Payments Briefing: Is the ‘Apple Pay Later’ hype warranted?
- This week, we review the hype around Apple Pay Later and try to determine how much of it is justified.
- We also look at Square’s move to bring Afterpay to in-store purchases, making it even easier to pay in four – and how this greater ease could lead to overspending and growing consumer debt.

At this year’s Worldwide Developers Conference, Apple announced a major update called Apple Pay Later, scheduled for launch with iOS 16 this September, which will allow US users to split up their Apple Pay purchases into four equal installments spread over six weeks, without interest or late fees.
Apple Pay Later runs on the Mastercard network, and can be used anywhere Apple Pay is accepted online or in-app. However, the service will not be available for point-of-sale transactions.
This marks Apple’s long-awaited (some would say, long-feared) entry into the massive BNPL sector, and will see the tech giant take on comparable offerings from current leaders in the space like PayPal, Affirm, Afterpay, Klarna, and Sezzle.
As is the case with most announcements involving an Apple product or feature, the Apple Pay Later news has attracted a lot of hype in the media and across the tech world.
The news comes at an uncertain time for the BNPL industry, owing to slow economic growth, rising inflation, and higher interest rates. Klarna recently laid off 10% of its global workforce, citing the impending recession and the onset of war in Ukraine as primary reasons. The firm is reportedly discussing raising funds at a $15 billion valuation – substantially lower than its $46 billion valuation last June.
Last year, Klarna’s total losses doubled to reach $487 million. Other operators in the space have also been struggling to achieve profitability. Affirm reported net losses of around $430 million for the fiscal year ending in June 2021, while Afterpay’s annual losses jumped to $345 million last year.

************

* GOAL:
Copy out the payments briefing on Apple Pay Later word for word, from its headline to its final sentence.

* RECORD EXCERPTS:
************

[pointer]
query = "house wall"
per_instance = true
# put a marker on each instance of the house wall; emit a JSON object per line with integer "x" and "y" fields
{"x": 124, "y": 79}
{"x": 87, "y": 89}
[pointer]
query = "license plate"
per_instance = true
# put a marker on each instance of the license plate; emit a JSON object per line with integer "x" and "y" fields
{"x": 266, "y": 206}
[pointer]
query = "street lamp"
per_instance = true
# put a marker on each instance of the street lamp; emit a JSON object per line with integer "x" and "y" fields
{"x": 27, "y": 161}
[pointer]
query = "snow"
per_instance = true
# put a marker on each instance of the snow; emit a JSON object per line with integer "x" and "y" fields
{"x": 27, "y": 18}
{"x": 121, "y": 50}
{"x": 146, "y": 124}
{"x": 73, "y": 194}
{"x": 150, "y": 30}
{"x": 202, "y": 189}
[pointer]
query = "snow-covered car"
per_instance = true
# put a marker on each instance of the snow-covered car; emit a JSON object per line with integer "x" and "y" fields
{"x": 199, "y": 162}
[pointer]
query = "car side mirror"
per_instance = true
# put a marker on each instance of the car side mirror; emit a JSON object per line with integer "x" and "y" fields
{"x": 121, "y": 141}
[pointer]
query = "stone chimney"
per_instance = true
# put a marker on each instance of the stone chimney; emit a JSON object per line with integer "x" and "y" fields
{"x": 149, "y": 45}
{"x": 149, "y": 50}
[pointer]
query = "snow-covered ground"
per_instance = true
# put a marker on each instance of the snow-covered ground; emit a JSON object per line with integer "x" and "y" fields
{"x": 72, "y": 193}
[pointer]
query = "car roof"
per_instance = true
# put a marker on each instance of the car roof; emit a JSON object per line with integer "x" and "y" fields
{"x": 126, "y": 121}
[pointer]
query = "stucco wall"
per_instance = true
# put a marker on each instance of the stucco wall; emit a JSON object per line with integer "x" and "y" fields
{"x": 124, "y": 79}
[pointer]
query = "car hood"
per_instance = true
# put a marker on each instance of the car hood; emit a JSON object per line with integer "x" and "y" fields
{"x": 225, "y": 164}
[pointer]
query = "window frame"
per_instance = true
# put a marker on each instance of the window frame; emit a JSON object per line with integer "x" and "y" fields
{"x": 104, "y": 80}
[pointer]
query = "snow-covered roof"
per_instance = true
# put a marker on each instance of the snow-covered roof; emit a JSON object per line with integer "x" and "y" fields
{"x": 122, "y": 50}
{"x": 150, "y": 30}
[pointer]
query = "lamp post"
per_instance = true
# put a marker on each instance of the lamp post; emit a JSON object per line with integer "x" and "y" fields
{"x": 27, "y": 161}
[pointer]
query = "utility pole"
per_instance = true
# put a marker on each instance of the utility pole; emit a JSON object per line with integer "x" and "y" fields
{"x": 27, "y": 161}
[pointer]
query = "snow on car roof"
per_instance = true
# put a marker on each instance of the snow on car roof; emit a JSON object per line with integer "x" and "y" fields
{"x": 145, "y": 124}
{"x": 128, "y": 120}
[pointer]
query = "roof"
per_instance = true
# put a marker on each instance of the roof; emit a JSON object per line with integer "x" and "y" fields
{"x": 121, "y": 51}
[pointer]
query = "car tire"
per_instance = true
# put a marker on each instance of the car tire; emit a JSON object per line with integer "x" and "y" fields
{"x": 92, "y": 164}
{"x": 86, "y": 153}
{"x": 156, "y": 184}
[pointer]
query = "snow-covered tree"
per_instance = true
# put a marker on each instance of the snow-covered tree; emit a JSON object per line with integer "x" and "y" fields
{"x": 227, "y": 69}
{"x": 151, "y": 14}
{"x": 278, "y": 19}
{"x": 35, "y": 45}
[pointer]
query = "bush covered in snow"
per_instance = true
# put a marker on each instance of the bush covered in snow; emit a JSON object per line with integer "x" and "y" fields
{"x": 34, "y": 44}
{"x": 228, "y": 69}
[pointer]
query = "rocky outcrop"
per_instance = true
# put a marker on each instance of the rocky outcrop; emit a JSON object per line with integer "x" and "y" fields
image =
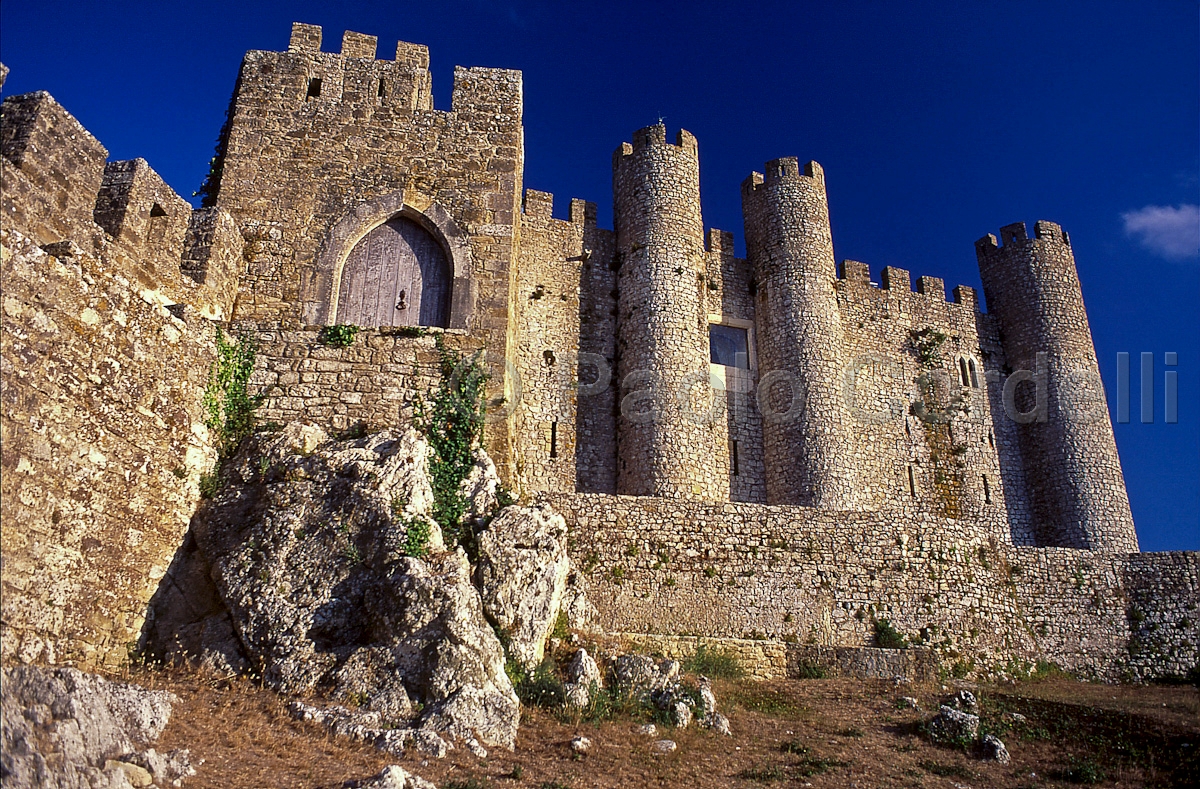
{"x": 73, "y": 730}
{"x": 522, "y": 574}
{"x": 953, "y": 727}
{"x": 337, "y": 582}
{"x": 582, "y": 679}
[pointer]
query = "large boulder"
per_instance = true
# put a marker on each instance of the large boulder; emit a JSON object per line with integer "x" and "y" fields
{"x": 73, "y": 730}
{"x": 951, "y": 726}
{"x": 337, "y": 582}
{"x": 522, "y": 576}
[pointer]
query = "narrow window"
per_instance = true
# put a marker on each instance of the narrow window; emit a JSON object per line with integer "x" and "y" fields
{"x": 729, "y": 345}
{"x": 156, "y": 228}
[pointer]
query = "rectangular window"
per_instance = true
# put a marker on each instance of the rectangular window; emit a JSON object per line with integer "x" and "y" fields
{"x": 729, "y": 345}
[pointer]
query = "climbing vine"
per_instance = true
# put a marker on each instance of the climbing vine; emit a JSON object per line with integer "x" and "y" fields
{"x": 927, "y": 344}
{"x": 339, "y": 336}
{"x": 228, "y": 405}
{"x": 453, "y": 421}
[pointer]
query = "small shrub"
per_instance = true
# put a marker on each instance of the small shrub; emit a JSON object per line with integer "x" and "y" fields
{"x": 228, "y": 404}
{"x": 808, "y": 669}
{"x": 793, "y": 746}
{"x": 453, "y": 421}
{"x": 417, "y": 537}
{"x": 543, "y": 687}
{"x": 339, "y": 336}
{"x": 763, "y": 775}
{"x": 210, "y": 482}
{"x": 715, "y": 663}
{"x": 562, "y": 630}
{"x": 927, "y": 344}
{"x": 888, "y": 637}
{"x": 1080, "y": 771}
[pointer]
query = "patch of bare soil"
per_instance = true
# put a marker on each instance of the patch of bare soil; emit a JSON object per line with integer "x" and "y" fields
{"x": 787, "y": 733}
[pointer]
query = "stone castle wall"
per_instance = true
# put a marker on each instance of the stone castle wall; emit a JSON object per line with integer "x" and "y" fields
{"x": 939, "y": 491}
{"x": 1078, "y": 495}
{"x": 810, "y": 576}
{"x": 369, "y": 385}
{"x": 109, "y": 282}
{"x": 321, "y": 148}
{"x": 665, "y": 428}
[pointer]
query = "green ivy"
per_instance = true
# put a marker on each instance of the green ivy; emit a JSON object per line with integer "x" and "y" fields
{"x": 453, "y": 421}
{"x": 888, "y": 637}
{"x": 228, "y": 405}
{"x": 339, "y": 336}
{"x": 927, "y": 344}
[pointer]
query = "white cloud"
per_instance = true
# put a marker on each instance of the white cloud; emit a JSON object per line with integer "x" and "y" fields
{"x": 1170, "y": 232}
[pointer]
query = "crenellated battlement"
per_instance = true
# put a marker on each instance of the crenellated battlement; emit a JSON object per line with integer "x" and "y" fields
{"x": 781, "y": 170}
{"x": 541, "y": 205}
{"x": 899, "y": 281}
{"x": 1015, "y": 235}
{"x": 653, "y": 137}
{"x": 60, "y": 191}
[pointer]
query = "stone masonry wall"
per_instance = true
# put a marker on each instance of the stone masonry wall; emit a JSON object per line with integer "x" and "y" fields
{"x": 321, "y": 148}
{"x": 945, "y": 451}
{"x": 102, "y": 451}
{"x": 106, "y": 353}
{"x": 809, "y": 576}
{"x": 1078, "y": 494}
{"x": 737, "y": 425}
{"x": 371, "y": 384}
{"x": 807, "y": 433}
{"x": 549, "y": 345}
{"x": 665, "y": 433}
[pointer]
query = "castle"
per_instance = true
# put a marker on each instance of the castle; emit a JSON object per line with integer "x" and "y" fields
{"x": 772, "y": 449}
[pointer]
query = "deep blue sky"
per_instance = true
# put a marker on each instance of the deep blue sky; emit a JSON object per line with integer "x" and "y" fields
{"x": 936, "y": 122}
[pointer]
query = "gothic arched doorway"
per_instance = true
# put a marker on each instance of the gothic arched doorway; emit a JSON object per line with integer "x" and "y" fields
{"x": 396, "y": 276}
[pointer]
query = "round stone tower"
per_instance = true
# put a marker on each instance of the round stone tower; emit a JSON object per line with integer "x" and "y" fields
{"x": 808, "y": 441}
{"x": 1077, "y": 488}
{"x": 665, "y": 441}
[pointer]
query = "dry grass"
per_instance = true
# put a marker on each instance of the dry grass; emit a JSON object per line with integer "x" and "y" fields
{"x": 789, "y": 733}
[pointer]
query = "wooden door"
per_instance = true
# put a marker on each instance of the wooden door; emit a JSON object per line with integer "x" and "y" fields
{"x": 396, "y": 276}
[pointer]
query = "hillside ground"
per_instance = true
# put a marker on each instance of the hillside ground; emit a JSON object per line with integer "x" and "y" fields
{"x": 786, "y": 733}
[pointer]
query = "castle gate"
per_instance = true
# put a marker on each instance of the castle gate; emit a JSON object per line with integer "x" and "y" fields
{"x": 396, "y": 276}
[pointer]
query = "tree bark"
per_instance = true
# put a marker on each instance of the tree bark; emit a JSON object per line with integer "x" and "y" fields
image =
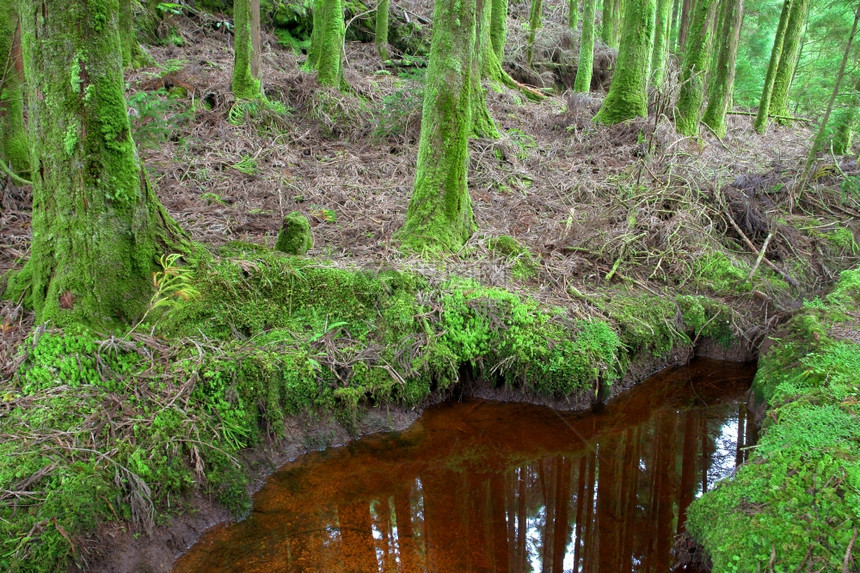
{"x": 627, "y": 96}
{"x": 327, "y": 42}
{"x": 381, "y": 29}
{"x": 246, "y": 49}
{"x": 789, "y": 58}
{"x": 723, "y": 80}
{"x": 661, "y": 42}
{"x": 13, "y": 135}
{"x": 585, "y": 69}
{"x": 440, "y": 216}
{"x": 98, "y": 229}
{"x": 760, "y": 123}
{"x": 688, "y": 110}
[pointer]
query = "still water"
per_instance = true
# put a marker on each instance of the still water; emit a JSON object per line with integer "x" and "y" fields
{"x": 487, "y": 487}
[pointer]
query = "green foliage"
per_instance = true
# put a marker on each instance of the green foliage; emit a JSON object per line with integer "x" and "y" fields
{"x": 797, "y": 502}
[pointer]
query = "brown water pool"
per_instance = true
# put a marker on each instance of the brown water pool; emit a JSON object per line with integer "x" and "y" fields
{"x": 479, "y": 486}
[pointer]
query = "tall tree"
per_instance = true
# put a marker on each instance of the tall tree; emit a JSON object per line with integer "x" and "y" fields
{"x": 325, "y": 54}
{"x": 381, "y": 28}
{"x": 760, "y": 123}
{"x": 246, "y": 49}
{"x": 688, "y": 109}
{"x": 440, "y": 216}
{"x": 819, "y": 136}
{"x": 628, "y": 97}
{"x": 13, "y": 135}
{"x": 788, "y": 60}
{"x": 661, "y": 41}
{"x": 98, "y": 229}
{"x": 582, "y": 82}
{"x": 723, "y": 77}
{"x": 535, "y": 13}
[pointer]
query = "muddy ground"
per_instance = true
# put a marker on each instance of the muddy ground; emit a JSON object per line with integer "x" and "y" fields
{"x": 561, "y": 186}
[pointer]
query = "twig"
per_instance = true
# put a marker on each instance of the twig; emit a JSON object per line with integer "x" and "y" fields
{"x": 760, "y": 256}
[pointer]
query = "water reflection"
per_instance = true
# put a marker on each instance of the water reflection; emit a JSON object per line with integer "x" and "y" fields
{"x": 487, "y": 487}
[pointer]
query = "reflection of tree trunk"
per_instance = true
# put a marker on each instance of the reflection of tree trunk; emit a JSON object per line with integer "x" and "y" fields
{"x": 608, "y": 510}
{"x": 356, "y": 537}
{"x": 497, "y": 523}
{"x": 664, "y": 492}
{"x": 629, "y": 490}
{"x": 739, "y": 449}
{"x": 688, "y": 466}
{"x": 405, "y": 537}
{"x": 445, "y": 507}
{"x": 580, "y": 509}
{"x": 546, "y": 471}
{"x": 562, "y": 503}
{"x": 477, "y": 544}
{"x": 522, "y": 550}
{"x": 387, "y": 541}
{"x": 706, "y": 455}
{"x": 589, "y": 560}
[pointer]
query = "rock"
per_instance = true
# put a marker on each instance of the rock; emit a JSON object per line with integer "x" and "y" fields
{"x": 295, "y": 236}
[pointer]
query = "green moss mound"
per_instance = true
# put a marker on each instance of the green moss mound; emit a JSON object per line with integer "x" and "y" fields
{"x": 796, "y": 503}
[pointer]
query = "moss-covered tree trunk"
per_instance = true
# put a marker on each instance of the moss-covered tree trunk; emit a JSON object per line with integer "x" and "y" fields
{"x": 723, "y": 77}
{"x": 534, "y": 25}
{"x": 687, "y": 8}
{"x": 628, "y": 97}
{"x": 499, "y": 27}
{"x": 327, "y": 42}
{"x": 246, "y": 49}
{"x": 98, "y": 229}
{"x": 440, "y": 216}
{"x": 13, "y": 136}
{"x": 760, "y": 123}
{"x": 694, "y": 68}
{"x": 661, "y": 41}
{"x": 573, "y": 14}
{"x": 610, "y": 25}
{"x": 585, "y": 68}
{"x": 482, "y": 123}
{"x": 381, "y": 29}
{"x": 788, "y": 60}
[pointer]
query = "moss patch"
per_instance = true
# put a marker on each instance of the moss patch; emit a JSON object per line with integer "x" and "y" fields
{"x": 796, "y": 503}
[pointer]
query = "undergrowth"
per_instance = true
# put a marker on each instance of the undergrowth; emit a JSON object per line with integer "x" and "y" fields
{"x": 121, "y": 426}
{"x": 796, "y": 504}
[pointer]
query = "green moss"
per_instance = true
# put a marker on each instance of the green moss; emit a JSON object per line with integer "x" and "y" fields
{"x": 295, "y": 236}
{"x": 627, "y": 97}
{"x": 796, "y": 503}
{"x": 694, "y": 68}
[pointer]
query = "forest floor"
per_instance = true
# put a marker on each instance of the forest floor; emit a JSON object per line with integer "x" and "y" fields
{"x": 593, "y": 211}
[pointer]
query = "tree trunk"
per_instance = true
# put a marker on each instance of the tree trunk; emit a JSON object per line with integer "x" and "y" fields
{"x": 661, "y": 42}
{"x": 819, "y": 136}
{"x": 694, "y": 68}
{"x": 13, "y": 135}
{"x": 573, "y": 14}
{"x": 499, "y": 27}
{"x": 482, "y": 123}
{"x": 723, "y": 79}
{"x": 760, "y": 123}
{"x": 382, "y": 29}
{"x": 627, "y": 96}
{"x": 98, "y": 229}
{"x": 788, "y": 60}
{"x": 246, "y": 49}
{"x": 585, "y": 68}
{"x": 327, "y": 42}
{"x": 440, "y": 216}
{"x": 534, "y": 25}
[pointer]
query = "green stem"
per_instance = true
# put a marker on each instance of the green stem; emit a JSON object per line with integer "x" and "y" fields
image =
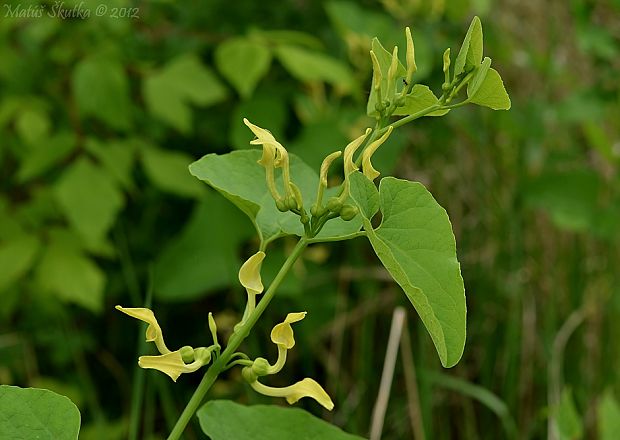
{"x": 236, "y": 339}
{"x": 416, "y": 115}
{"x": 339, "y": 238}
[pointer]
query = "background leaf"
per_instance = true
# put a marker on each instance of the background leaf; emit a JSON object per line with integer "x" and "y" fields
{"x": 226, "y": 420}
{"x": 183, "y": 81}
{"x": 243, "y": 62}
{"x": 168, "y": 171}
{"x": 195, "y": 262}
{"x": 32, "y": 413}
{"x": 608, "y": 417}
{"x": 90, "y": 199}
{"x": 69, "y": 275}
{"x": 308, "y": 66}
{"x": 101, "y": 90}
{"x": 16, "y": 257}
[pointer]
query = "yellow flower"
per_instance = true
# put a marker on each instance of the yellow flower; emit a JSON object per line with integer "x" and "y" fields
{"x": 349, "y": 151}
{"x": 411, "y": 66}
{"x": 392, "y": 73}
{"x": 171, "y": 364}
{"x": 282, "y": 334}
{"x": 304, "y": 388}
{"x": 377, "y": 75}
{"x": 369, "y": 170}
{"x": 249, "y": 274}
{"x": 153, "y": 331}
{"x": 274, "y": 156}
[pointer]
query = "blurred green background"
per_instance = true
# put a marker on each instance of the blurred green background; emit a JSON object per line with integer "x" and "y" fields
{"x": 100, "y": 117}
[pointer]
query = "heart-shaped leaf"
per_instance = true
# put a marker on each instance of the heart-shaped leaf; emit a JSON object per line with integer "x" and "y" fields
{"x": 239, "y": 177}
{"x": 33, "y": 413}
{"x": 226, "y": 420}
{"x": 416, "y": 245}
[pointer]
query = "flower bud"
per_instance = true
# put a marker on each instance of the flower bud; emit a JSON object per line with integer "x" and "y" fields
{"x": 348, "y": 212}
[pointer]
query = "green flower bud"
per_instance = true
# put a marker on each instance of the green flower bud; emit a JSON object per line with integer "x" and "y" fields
{"x": 203, "y": 354}
{"x": 282, "y": 205}
{"x": 348, "y": 212}
{"x": 187, "y": 354}
{"x": 248, "y": 375}
{"x": 291, "y": 203}
{"x": 260, "y": 367}
{"x": 334, "y": 204}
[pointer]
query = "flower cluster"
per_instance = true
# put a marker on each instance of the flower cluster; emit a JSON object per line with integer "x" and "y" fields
{"x": 173, "y": 363}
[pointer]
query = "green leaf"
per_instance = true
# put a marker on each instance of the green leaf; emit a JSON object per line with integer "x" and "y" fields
{"x": 32, "y": 413}
{"x": 568, "y": 420}
{"x": 470, "y": 54}
{"x": 243, "y": 62}
{"x": 226, "y": 420}
{"x": 184, "y": 81}
{"x": 204, "y": 256}
{"x": 167, "y": 169}
{"x": 16, "y": 258}
{"x": 481, "y": 73}
{"x": 385, "y": 60}
{"x": 64, "y": 271}
{"x": 90, "y": 199}
{"x": 101, "y": 90}
{"x": 416, "y": 245}
{"x": 420, "y": 98}
{"x": 608, "y": 417}
{"x": 46, "y": 155}
{"x": 116, "y": 157}
{"x": 492, "y": 92}
{"x": 308, "y": 66}
{"x": 32, "y": 126}
{"x": 249, "y": 192}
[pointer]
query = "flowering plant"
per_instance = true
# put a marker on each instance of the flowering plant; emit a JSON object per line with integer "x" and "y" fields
{"x": 283, "y": 196}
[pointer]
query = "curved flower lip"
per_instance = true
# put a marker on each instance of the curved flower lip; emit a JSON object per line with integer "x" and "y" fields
{"x": 304, "y": 388}
{"x": 369, "y": 170}
{"x": 249, "y": 274}
{"x": 309, "y": 388}
{"x": 282, "y": 334}
{"x": 153, "y": 331}
{"x": 171, "y": 364}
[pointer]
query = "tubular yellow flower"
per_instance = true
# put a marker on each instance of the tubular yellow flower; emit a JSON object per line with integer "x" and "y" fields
{"x": 249, "y": 274}
{"x": 171, "y": 364}
{"x": 377, "y": 75}
{"x": 274, "y": 156}
{"x": 282, "y": 334}
{"x": 349, "y": 151}
{"x": 411, "y": 66}
{"x": 304, "y": 388}
{"x": 327, "y": 162}
{"x": 323, "y": 179}
{"x": 153, "y": 331}
{"x": 392, "y": 73}
{"x": 369, "y": 170}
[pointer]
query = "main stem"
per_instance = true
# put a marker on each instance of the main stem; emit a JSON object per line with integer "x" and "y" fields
{"x": 233, "y": 343}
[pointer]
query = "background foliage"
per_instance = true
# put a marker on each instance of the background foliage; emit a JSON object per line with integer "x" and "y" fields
{"x": 100, "y": 117}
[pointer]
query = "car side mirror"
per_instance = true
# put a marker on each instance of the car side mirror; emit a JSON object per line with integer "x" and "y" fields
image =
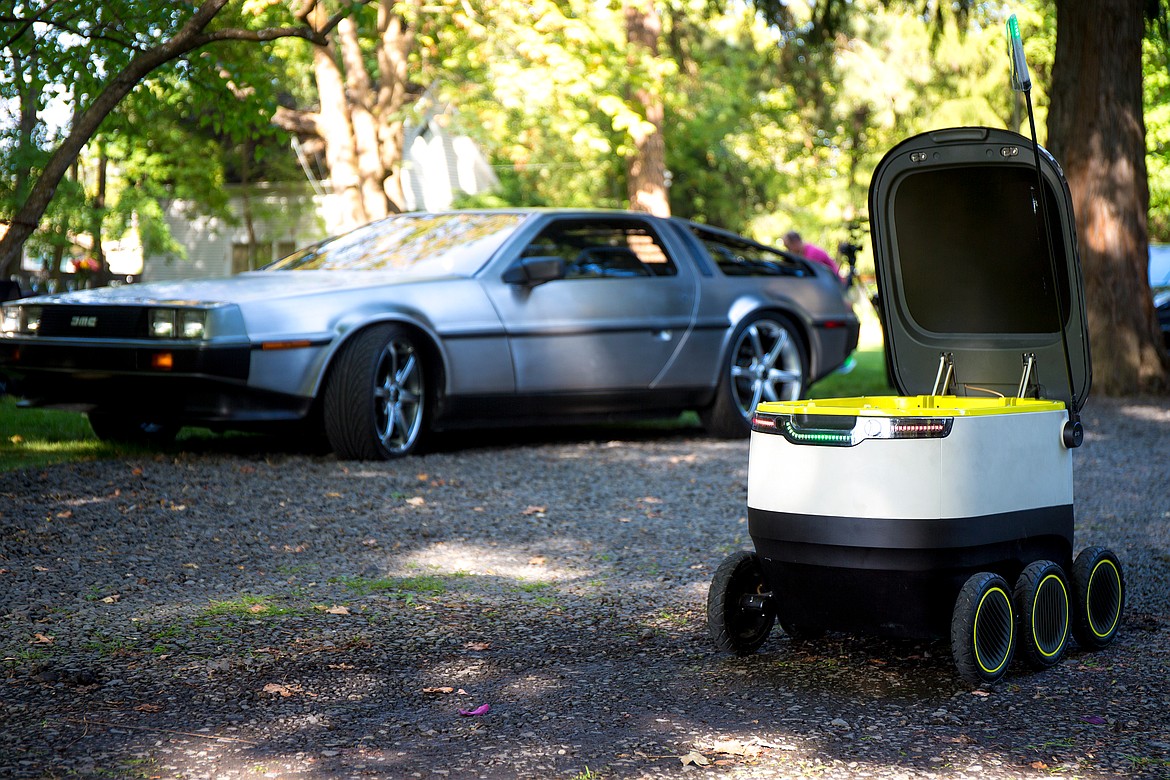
{"x": 530, "y": 271}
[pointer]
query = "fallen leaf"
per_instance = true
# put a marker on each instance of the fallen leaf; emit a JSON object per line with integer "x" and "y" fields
{"x": 735, "y": 747}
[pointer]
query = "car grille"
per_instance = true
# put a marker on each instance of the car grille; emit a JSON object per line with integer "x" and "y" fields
{"x": 94, "y": 322}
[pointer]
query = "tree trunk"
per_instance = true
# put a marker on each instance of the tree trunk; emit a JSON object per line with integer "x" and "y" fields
{"x": 103, "y": 275}
{"x": 360, "y": 97}
{"x": 341, "y": 153}
{"x": 646, "y": 170}
{"x": 1096, "y": 132}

************

* COMPLETED EXERCISE:
Payments Briefing: Is the ‘Apple Pay Later’ hype warranted?
- This week, we review the hype around Apple Pay Later and try to determine how much of it is justified.
- We also look at Square’s move to bring Afterpay to in-store purchases, making it even easier to pay in four – and how this greater ease could lead to overspending and growing consumer debt.

At this year’s Worldwide Developers Conference, Apple announced a major update called Apple Pay Later, scheduled for launch with iOS 16 this September, which will allow US users to split up their Apple Pay purchases into four equal installments spread over six weeks, without interest or late fees.
Apple Pay Later runs on the Mastercard network, and can be used anywhere Apple Pay is accepted online or in-app. However, the service will not be available for point-of-sale transactions.
This marks Apple’s long-awaited (some would say, long-feared) entry into the massive BNPL sector, and will see the tech giant take on comparable offerings from current leaders in the space like PayPal, Affirm, Afterpay, Klarna, and Sezzle.
As is the case with most announcements involving an Apple product or feature, the Apple Pay Later news has attracted a lot of hype in the media and across the tech world.
The news comes at an uncertain time for the BNPL industry, owing to slow economic growth, rising inflation, and higher interest rates. Klarna recently laid off 10% of its global workforce, citing the impending recession and the onset of war in Ukraine as primary reasons. The firm is reportedly discussing raising funds at a $15 billion valuation – substantially lower than its $46 billion valuation last June.
Last year, Klarna’s total losses doubled to reach $487 million. Other operators in the space have also been struggling to achieve profitability. Affirm reported net losses of around $430 million for the fiscal year ending in June 2021, while Afterpay’s annual losses jumped to $345 million last year.